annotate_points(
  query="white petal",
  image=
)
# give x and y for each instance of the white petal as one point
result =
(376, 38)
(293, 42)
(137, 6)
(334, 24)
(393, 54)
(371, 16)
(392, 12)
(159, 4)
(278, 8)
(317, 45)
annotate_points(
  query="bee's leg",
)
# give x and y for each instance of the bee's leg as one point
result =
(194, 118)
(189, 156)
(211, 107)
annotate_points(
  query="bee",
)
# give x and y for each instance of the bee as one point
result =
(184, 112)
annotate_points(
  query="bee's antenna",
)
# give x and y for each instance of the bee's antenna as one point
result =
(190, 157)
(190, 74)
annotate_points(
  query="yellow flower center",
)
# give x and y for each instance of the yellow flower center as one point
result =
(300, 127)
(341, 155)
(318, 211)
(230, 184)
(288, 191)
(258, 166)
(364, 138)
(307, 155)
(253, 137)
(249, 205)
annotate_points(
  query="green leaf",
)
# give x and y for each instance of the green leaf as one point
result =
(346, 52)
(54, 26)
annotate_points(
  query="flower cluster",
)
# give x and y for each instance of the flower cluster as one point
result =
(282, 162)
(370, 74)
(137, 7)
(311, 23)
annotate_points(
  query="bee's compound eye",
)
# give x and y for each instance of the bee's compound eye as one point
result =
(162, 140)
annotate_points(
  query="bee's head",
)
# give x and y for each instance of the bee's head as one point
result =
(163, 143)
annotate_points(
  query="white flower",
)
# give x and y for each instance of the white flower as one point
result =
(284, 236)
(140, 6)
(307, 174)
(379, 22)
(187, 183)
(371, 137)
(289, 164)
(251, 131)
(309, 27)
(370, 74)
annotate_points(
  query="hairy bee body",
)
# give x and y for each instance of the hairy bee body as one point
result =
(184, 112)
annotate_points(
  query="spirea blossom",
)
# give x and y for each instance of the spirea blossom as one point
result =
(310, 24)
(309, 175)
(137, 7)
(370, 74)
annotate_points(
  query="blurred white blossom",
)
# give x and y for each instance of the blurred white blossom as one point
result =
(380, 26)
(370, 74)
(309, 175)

#### [TASK STATEMENT]
Every line of the entries above that includes "white" should be copied.

#### [YOUR RESPONSE]
  query="white petal",
# give x and y for each instance of the white petal as one point
  query="white flower",
# give x and y for each instance of the white flower as one point
  query="blurred white blossom",
# give x and y for each instance of the blurred white blossom as one point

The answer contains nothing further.